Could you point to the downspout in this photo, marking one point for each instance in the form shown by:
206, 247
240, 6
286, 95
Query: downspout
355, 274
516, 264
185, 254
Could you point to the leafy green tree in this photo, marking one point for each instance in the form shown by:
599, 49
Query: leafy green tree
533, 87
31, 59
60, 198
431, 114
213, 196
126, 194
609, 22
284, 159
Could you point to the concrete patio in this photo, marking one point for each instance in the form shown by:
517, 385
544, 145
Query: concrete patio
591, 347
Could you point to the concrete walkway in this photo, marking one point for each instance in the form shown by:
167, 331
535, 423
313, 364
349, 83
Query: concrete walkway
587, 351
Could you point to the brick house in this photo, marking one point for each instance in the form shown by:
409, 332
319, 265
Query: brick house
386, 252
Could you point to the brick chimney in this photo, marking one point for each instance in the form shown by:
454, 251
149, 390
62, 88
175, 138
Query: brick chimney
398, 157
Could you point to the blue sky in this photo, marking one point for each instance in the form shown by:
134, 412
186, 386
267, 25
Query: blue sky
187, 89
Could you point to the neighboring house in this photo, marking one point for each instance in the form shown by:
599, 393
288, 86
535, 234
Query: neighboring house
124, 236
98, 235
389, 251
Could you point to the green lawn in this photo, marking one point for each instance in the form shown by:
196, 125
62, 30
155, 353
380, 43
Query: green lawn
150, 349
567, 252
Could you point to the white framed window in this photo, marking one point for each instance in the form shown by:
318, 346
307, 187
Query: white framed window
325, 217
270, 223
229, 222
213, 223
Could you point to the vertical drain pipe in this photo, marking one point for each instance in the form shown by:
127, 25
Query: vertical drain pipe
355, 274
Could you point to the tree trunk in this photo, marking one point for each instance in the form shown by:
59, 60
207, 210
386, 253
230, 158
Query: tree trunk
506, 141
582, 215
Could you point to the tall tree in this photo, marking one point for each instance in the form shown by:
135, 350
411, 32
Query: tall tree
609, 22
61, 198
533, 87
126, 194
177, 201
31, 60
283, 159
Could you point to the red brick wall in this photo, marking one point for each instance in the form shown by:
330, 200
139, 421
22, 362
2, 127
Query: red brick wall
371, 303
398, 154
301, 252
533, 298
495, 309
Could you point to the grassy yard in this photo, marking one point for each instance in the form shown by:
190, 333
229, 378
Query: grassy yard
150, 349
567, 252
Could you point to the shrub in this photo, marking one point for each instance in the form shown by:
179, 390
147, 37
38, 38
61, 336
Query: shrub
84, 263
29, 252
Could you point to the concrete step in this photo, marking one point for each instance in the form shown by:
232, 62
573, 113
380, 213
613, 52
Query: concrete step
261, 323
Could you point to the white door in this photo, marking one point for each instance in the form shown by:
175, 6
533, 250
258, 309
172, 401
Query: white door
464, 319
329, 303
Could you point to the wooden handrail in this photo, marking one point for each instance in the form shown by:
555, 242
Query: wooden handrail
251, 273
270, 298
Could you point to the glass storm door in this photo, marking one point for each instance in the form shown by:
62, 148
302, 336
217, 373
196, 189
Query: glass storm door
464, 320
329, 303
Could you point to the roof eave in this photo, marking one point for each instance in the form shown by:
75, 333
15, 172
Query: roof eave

* * * * *

■ AIM
Transcribe, word for word, every line from the one containing "Could you point to the tall" through the final line of the entries, and nothing else.

■ WORKED SOLUTION
Could you point to the tall tree in this photo, marking one point for each instance in the form shown by:
135, 350
411, 32
Query: tall tree
609, 22
61, 198
533, 87
126, 194
177, 201
31, 60
283, 159
Could you point to the red brick wall in this photo, marking one point for each instance in the form shown by:
330, 200
139, 421
22, 362
2, 127
Query: red brick wall
371, 303
398, 154
301, 252
533, 298
495, 309
Could you point to the grassy yard in this photo, marking one point for each instance in the form shown by:
190, 333
229, 378
Query: grassy yard
150, 349
567, 252
Could you point to the shrub in this photo, marking one point for each instance in the form shown by:
179, 390
147, 37
38, 38
61, 336
Query: shrub
84, 263
29, 252
Could you point to the concrete step in this photo, marking one point for each instance in the form shown by:
232, 62
573, 113
380, 213
613, 52
Query: concrete step
261, 323
Could you point to the white door in this photo, marking one point for each instance in the form shown by:
175, 6
533, 250
258, 309
172, 401
Query: white door
464, 319
329, 303
Could you point to the wooden handrail in this photo, marking one point for each instance in the form shown by:
555, 242
Query: wooden handrail
251, 273
270, 298
Could you point to the glass storm door in this photo, marking one point for each instance in the form shown by:
62, 148
302, 336
217, 373
196, 189
Query: glass storm door
464, 320
329, 303
Could you point to the roof eave in this photo, marking one point for each instance in the form shown by:
75, 333
15, 172
Query: roof eave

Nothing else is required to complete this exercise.